Work request: Copy each line of the entries that includes the word "sidewalk".

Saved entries
* * * * *

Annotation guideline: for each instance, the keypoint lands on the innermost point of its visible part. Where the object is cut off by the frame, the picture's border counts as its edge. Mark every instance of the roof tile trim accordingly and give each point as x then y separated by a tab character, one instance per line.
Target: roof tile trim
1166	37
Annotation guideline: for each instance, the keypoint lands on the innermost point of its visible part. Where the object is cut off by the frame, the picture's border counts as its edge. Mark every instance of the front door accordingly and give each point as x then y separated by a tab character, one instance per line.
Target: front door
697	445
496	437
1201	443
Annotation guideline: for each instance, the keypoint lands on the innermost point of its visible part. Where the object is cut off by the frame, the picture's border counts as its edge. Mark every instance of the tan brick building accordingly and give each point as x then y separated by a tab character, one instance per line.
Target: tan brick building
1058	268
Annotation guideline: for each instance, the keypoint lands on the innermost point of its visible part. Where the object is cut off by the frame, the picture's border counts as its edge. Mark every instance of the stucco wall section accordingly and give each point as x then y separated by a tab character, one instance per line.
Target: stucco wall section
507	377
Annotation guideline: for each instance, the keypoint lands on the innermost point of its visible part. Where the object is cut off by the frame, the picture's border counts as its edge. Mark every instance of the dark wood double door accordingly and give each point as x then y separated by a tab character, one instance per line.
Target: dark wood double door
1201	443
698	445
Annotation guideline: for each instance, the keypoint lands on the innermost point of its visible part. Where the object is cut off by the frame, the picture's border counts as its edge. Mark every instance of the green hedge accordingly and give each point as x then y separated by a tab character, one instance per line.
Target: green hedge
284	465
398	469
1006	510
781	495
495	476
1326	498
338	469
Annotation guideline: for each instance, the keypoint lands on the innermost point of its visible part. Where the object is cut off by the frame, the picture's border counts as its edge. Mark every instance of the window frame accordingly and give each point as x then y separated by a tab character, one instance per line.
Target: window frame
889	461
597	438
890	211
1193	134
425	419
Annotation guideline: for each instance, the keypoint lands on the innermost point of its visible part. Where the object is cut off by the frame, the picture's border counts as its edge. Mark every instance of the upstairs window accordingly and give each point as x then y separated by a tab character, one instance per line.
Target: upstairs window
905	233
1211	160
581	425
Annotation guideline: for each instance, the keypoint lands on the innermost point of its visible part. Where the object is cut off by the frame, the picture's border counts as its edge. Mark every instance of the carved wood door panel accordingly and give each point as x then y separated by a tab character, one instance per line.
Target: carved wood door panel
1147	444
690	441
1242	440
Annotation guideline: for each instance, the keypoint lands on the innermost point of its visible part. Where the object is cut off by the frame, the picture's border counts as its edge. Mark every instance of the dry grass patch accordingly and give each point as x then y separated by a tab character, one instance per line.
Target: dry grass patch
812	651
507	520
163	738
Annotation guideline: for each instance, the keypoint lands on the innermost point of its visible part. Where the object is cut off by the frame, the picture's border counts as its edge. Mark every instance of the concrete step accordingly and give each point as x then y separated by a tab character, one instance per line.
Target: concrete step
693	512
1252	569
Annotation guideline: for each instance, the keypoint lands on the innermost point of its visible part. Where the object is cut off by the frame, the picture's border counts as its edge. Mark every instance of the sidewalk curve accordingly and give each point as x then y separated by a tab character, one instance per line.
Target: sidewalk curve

* * * * *

Task answer:
Annotation guideline: for each instance, the keypoint lands on the innermost point of its visible part. Where the object is cut off by the frame, the picture's border counts as its edge. Mark every instance of the sidewalk curve accordingly and give each point as x then y separated by a tab character, one instance per line.
Target: sidewalk curve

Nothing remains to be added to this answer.